■ RAW DATA ■
┄┄┄┄┄┄┄┄┄┄┄┄┄┄┄┄┄┄┄┄
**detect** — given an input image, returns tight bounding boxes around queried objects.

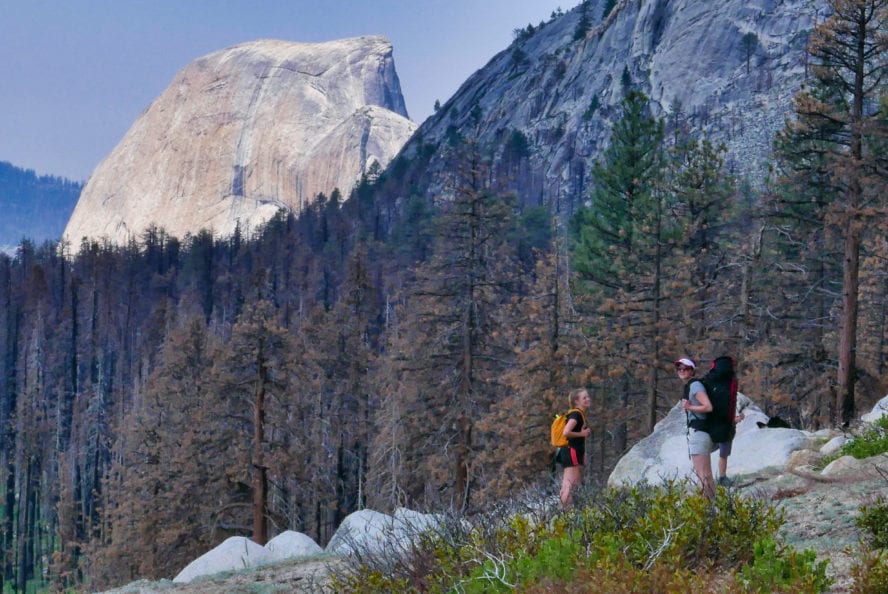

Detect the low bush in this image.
[333,483,830,593]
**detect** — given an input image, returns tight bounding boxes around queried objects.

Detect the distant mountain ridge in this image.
[65,36,416,245]
[0,161,83,252]
[402,0,826,213]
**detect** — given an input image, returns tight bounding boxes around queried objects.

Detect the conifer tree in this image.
[376,142,514,509]
[572,91,669,438]
[778,0,888,423]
┄┄┄┄┄┄┄┄┄┄┄┄┄┄┄┄┄┄┄┄
■ GIVEN REQUEST ■
Return the lines above word for word, leaving out the pictures.

■ COMPLETE OUTPUT ■
**detect** — given an input image, returns tight bounding boxes around queried objects.


Detect the low bush in this image.
[333,483,830,593]
**detect** — given an input image, returns tight bounding boxes around queried objects.

Detect the distant mountain ridge in this image.
[65,36,416,245]
[0,161,83,252]
[402,0,826,213]
**detect** — given an input image, returns tight bounding boxes around queried objects.

Detect the conifer tree in this image.
[376,142,514,509]
[572,91,669,438]
[778,0,888,423]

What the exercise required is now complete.